Oleh: Dr. Arsyad

Mengacu pada ketentuan dalam Undang-Undang Republik Indonesia  Nomor 9 Tahun 1998 tentang tentang kemerdekaan menyampaikan pendapat di muka umum, pasal 1 berbunyi;  (1) Kemerdekaan menyampaikan pendapat adalah hak setiap warga negara untuk menyampaikan pikiran dengan lisan, tulisan, dan sebagainya secara bebas dan bertanggung jawab sesuai dengan ketentuan peraturan perundang-undangan yang berlaku; (2) di muka umum adalah dihadapan orang banyak, atau orang lain termasuk juga di tempat yang dapat didatangi dan atau dilihat setiap orang; (3) demonstrasi adalah kegiatan yang dilakukan oleh seorang atau lebih untuk mengeluarkan pikiran dengan lisan, tulisan, dan sebagainya secara demonstratif di muka umum. kemerdekaan menyampaikan pendapat di muka umum harus dilaksanakan dengan penuh tanggung jawab, sejalan dengan ketentuan peraturan perundang-undangan yang berlaku dan prinsip hukum internasional.

Dalam sebuah definisi juga dijelaskan bahwa demonstrasi adalah aksi yang dilakukan sekelompok orang dengan dalih menginginkan perubahan kebijakan suatu pemerintahan agar sesuai dengan harapan kepentingan bersama dan berguna bagi semua golongan. (http://dosensosiologi.com/pengertian-demonstrasi/).

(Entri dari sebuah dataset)

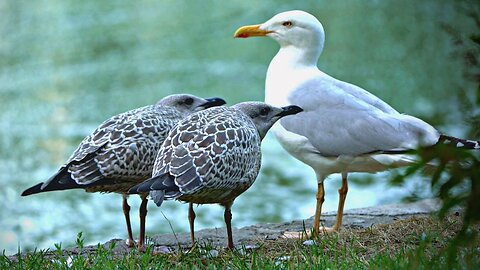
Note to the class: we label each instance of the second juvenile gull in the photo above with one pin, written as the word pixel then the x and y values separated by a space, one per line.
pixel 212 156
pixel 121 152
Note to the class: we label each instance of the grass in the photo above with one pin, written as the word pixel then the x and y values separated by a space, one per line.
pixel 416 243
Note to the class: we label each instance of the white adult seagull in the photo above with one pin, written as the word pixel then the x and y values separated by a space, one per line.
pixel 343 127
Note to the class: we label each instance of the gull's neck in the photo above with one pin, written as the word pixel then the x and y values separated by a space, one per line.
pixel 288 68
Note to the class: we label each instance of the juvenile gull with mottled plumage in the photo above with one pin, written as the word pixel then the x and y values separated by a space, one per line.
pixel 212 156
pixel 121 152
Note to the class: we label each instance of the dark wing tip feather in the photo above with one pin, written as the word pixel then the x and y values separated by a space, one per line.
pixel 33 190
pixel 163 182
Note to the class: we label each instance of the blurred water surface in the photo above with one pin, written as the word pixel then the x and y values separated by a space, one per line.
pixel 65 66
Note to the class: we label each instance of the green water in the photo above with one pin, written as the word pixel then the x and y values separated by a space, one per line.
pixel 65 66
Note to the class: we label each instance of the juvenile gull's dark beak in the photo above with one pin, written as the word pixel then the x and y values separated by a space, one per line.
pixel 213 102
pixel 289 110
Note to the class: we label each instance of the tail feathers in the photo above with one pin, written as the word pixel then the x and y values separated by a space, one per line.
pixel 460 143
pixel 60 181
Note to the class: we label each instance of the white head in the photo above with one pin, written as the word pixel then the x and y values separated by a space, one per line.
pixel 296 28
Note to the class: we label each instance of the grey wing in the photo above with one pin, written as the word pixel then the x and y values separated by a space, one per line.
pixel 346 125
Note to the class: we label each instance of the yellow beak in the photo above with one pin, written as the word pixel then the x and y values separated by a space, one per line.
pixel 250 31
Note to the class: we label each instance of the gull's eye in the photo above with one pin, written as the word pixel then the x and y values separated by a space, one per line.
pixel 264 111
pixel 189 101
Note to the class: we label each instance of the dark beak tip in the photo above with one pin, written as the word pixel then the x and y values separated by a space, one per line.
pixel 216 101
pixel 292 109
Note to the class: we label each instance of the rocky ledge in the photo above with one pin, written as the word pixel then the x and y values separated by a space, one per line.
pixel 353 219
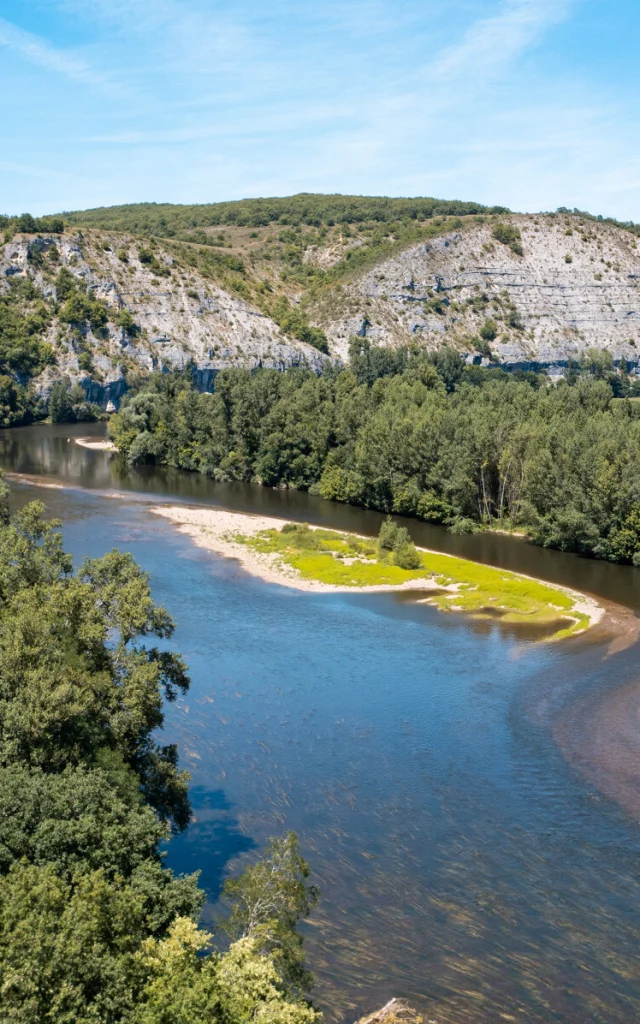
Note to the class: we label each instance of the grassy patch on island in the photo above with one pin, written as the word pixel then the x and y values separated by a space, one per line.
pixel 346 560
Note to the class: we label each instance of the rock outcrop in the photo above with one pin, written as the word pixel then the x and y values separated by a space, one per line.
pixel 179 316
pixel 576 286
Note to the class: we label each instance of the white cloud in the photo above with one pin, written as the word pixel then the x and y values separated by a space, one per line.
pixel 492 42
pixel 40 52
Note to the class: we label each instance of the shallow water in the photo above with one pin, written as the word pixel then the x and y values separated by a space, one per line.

Hal yang Dikerjakan:
a: Sebutkan semua istilah yang diberi pengertian dalam pasal 1 undang-undang yang dikutip pada teks tentang kemerdekaan menyampaikan pendapat.
b: Dalam teks tentang kemerdekaan menyampaikan pendapat, perubahan apa yang diinginkan sekelompok orang yang berdemonstrasi menurut definisi di bagian akhir teks itu?
c: Teruskan teks tentang kemerdekaan menyampaikan pendapat di muka umum, mulai setelah kalimat terakhirnya.

Jawaban:
a: Kemerdekaan menyampaikan pendapat, di muka umum, demonstrasi

b: Perubahan kebijakan suatu pemerintahan agar sesuai dengan harapan kepentingan bersama dan berguna bagi semua golongan.

c:
Mencemati aksi massa di depan gedung DPR/MPR beberapa waktu yang lalu, bahwa demonstrasi tersebut tidak hanya diikuti oleh elemen mahasiswa dan masyarakat saja, tapi juga diikuti oleh sekelompok pelajar dari SMK yang turun ke jalan. Hadirnya pelajar pada demonstrasi tersebut mengikuti tuntutan dari  mahasiswa dan masyarakat yang memprotes recana DPR mengesahkan beberapa rancangan undang-undang atau RUU yang dianggap kontroversial. Beberapa media memberitakan bahwa pelajar ikut berpartisipasi untuk melanjutkan unjuk rasa mahasiswa. Salah seorang pelajar mengakui bahwa “kami ikut berpartisipasi karena tidak suka dengan anggota DPR, karena mereka buat aturan semau-maunya.” kata siswa kelas XI SMK swasta di wilayah Tangerang itu pada rabu, 25 September 2019.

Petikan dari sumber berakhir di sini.